[Photo-based referring expression data]
+--

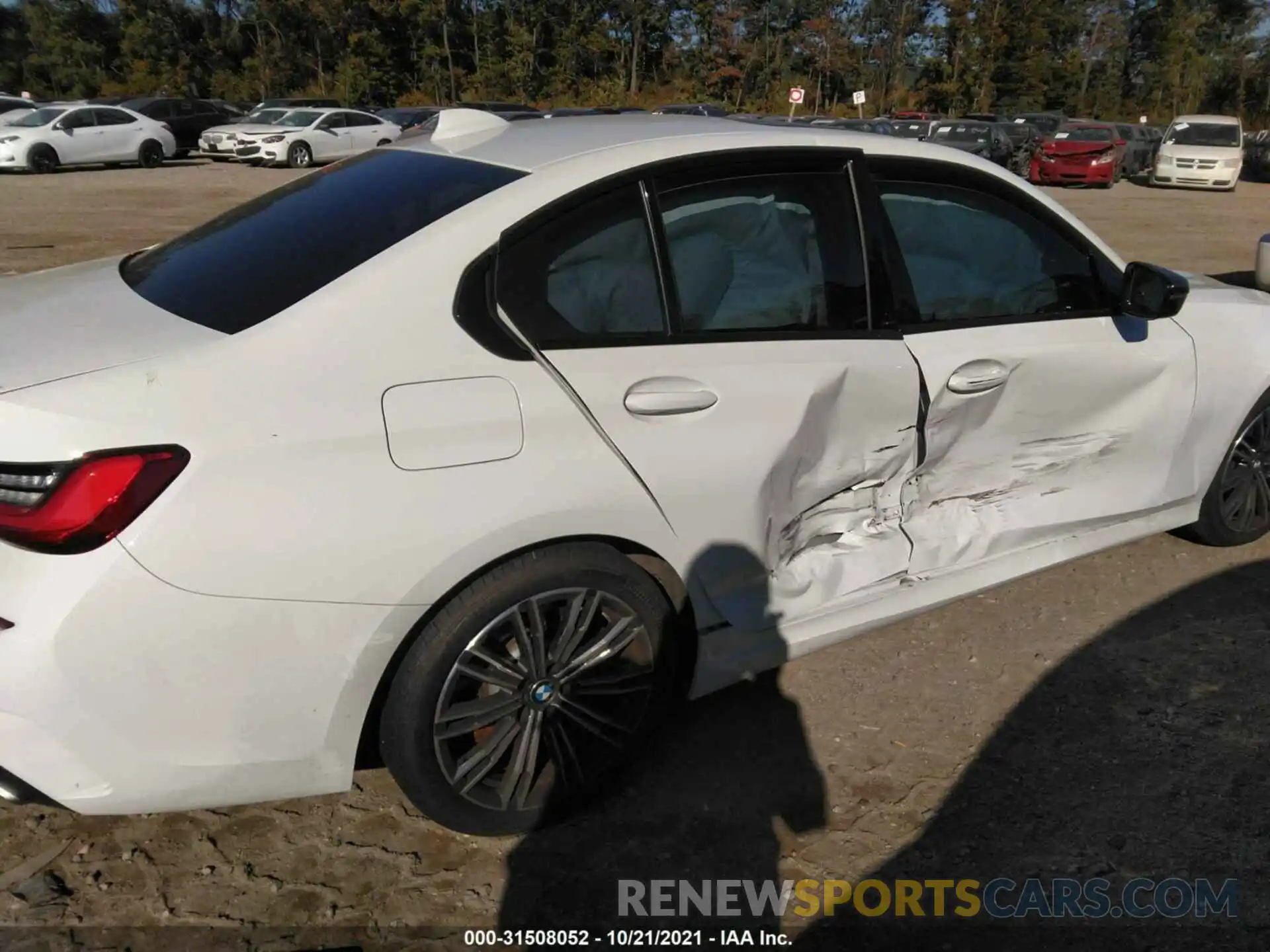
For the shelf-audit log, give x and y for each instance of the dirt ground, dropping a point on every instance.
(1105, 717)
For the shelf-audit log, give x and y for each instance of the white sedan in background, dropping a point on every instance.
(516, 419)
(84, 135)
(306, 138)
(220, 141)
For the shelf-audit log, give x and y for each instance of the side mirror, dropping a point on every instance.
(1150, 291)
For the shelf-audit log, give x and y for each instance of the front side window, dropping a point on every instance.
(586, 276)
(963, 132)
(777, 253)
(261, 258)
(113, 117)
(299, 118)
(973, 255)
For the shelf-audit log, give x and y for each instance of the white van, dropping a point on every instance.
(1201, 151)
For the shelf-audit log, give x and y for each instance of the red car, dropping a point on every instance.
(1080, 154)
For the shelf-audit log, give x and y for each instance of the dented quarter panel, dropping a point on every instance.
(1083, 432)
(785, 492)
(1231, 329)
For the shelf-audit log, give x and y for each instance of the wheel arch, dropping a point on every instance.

+--

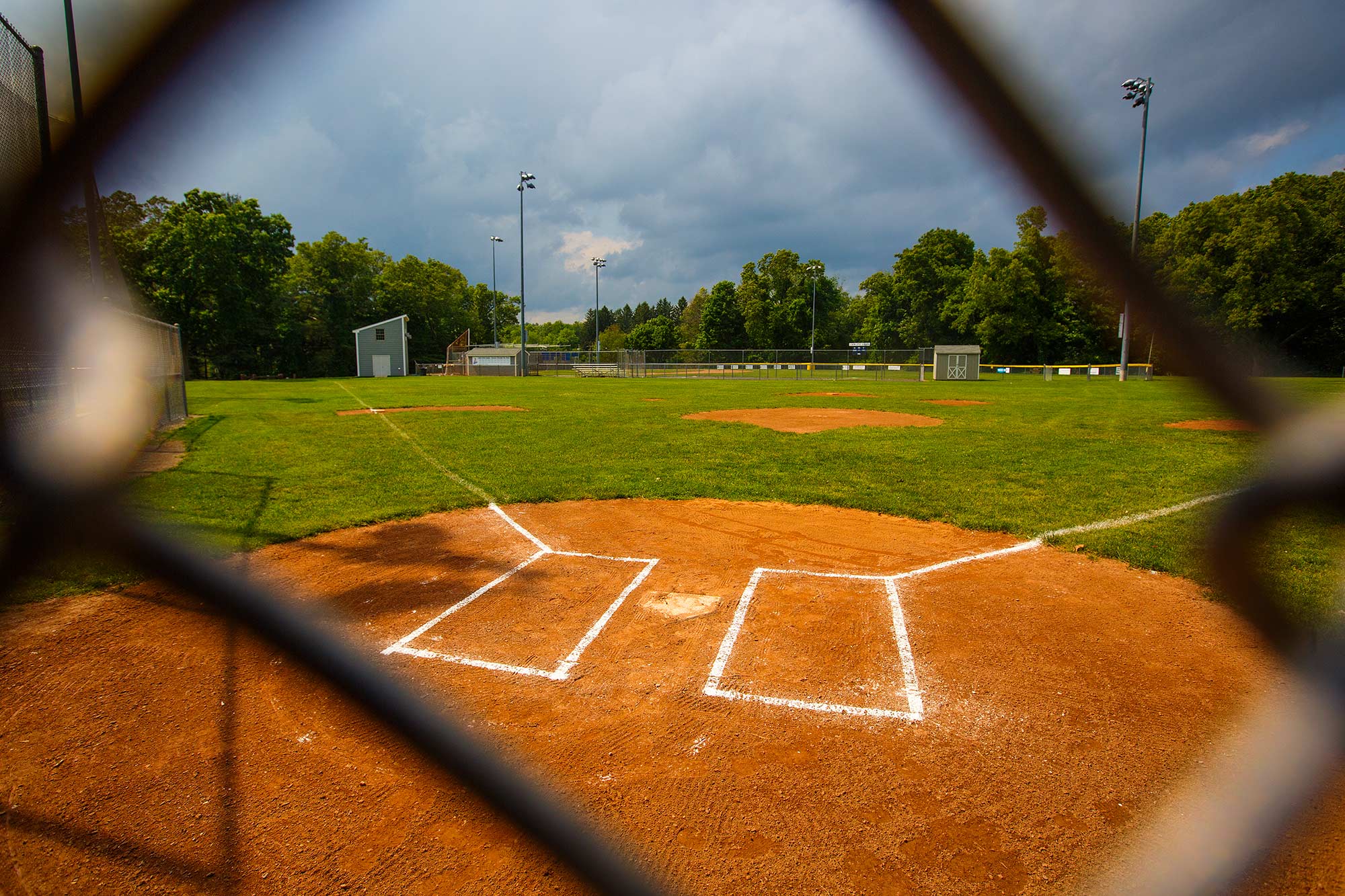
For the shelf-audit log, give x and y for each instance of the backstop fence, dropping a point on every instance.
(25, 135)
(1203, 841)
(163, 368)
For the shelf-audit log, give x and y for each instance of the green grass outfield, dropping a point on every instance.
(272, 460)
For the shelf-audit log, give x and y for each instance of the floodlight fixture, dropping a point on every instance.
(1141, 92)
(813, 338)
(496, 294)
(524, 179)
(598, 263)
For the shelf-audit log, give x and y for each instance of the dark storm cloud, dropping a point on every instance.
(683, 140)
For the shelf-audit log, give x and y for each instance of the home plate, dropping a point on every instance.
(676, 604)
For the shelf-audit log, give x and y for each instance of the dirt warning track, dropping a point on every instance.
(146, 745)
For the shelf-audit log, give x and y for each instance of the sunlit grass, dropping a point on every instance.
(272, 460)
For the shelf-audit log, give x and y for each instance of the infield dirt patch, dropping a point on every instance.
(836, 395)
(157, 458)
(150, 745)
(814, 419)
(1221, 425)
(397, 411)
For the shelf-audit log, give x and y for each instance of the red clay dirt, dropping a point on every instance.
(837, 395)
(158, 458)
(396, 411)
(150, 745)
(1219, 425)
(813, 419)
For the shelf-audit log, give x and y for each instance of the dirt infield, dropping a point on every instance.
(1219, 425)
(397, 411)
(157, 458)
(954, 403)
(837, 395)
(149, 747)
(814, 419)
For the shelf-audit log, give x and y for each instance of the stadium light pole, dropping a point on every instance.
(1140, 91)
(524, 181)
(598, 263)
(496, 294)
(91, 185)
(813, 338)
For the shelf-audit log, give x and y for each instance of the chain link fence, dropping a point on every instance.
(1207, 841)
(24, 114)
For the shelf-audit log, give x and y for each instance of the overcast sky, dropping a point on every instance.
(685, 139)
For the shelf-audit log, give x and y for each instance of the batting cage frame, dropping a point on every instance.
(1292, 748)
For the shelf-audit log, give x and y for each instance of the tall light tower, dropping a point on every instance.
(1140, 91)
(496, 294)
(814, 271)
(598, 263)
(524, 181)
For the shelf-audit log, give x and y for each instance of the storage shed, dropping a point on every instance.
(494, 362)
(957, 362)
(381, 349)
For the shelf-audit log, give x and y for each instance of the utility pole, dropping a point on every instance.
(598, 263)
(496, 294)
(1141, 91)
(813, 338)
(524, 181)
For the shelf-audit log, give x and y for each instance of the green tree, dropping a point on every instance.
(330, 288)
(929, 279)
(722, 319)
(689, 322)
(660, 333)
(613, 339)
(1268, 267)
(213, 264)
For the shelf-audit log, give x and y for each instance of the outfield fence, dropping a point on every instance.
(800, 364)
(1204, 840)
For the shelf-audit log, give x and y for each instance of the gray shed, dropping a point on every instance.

+--

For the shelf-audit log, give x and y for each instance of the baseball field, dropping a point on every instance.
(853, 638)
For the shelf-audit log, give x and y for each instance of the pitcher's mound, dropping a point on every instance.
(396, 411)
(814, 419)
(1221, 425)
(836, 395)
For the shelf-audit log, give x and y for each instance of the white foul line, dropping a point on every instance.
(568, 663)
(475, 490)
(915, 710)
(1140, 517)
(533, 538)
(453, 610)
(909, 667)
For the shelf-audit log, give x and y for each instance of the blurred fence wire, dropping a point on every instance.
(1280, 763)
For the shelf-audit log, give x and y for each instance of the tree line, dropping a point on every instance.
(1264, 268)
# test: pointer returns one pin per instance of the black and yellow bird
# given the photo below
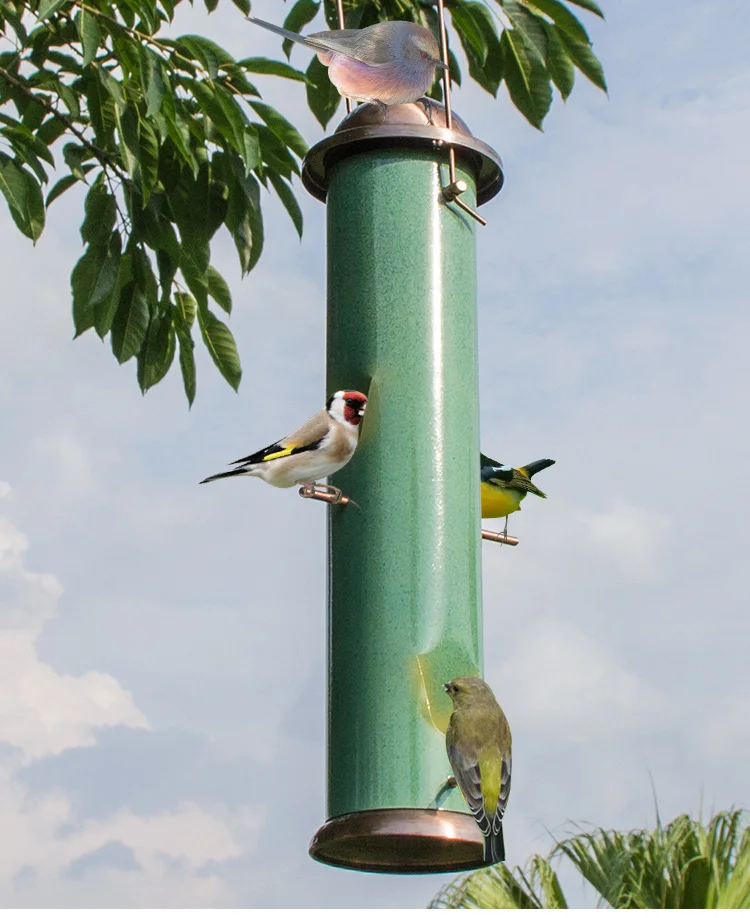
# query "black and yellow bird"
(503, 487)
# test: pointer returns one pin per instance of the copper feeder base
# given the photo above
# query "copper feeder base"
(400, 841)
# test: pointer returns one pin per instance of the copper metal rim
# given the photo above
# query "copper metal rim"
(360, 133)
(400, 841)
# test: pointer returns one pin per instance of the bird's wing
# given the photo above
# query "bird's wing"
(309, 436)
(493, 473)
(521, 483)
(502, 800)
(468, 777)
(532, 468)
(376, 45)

+--

(Task statement) The lines above that hold "returns" are the result; show every one of them.

(Exercise output)
# test: pointer returns one pin per instance of the black and yellow bird
# test: pointer returns one pin per instance of the copper feeder base
# test: pointer returns one pin per instance of the copper metal rim
# test: pointer returns one pin per instance of the bird's wing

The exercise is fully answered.